**Assigned task**
Beneath this task are records; print exactly the stretch of them from the line with "positive clicks: (221, 39)" through the line with "negative clicks: (224, 51) (198, 51)", both ends included.

**Records provided**
* * * *

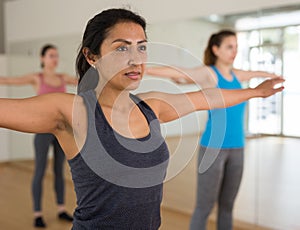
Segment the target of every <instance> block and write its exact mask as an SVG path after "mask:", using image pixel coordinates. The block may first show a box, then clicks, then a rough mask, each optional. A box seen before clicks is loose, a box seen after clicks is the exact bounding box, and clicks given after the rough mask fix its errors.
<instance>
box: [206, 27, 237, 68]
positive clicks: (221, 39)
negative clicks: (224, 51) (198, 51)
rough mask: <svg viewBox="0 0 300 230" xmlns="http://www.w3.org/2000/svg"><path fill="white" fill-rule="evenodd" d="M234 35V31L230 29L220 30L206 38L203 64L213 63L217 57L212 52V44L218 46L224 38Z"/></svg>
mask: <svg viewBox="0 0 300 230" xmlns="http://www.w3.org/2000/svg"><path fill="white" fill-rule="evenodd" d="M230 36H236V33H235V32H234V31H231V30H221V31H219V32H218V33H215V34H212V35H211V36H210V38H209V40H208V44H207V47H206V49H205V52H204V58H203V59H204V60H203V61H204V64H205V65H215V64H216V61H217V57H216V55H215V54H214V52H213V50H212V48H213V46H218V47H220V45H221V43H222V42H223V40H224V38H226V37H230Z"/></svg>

* * * *

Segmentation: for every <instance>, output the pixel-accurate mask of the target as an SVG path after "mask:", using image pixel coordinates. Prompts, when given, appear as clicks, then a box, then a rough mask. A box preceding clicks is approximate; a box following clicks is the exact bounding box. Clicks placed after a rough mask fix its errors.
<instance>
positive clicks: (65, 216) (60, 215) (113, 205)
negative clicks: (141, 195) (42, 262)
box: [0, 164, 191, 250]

* * * *

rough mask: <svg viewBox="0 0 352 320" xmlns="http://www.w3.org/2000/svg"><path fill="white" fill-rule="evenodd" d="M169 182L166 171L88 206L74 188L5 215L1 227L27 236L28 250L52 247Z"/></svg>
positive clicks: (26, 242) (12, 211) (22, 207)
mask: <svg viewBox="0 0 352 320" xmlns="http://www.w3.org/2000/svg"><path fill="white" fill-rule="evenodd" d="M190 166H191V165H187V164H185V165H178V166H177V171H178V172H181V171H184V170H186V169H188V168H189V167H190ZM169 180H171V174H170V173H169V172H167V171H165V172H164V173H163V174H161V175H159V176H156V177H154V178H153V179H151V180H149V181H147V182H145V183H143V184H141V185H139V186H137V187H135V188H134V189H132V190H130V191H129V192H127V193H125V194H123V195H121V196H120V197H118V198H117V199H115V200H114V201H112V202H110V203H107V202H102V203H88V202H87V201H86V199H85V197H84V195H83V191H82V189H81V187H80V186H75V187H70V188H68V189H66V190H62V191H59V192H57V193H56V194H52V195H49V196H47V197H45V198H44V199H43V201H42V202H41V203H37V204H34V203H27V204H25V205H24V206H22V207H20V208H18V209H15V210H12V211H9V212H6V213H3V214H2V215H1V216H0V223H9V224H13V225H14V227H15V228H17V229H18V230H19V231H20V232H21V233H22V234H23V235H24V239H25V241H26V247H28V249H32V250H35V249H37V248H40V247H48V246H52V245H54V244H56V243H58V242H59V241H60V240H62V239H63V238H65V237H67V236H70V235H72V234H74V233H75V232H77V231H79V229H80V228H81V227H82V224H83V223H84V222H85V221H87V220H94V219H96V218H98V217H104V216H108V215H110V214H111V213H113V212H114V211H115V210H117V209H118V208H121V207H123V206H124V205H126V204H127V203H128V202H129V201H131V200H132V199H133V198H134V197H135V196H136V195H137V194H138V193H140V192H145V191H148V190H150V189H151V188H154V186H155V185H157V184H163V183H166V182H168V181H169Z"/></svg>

* * * *

**Output of the task**
positive clicks: (221, 39)
negative clicks: (224, 51) (198, 51)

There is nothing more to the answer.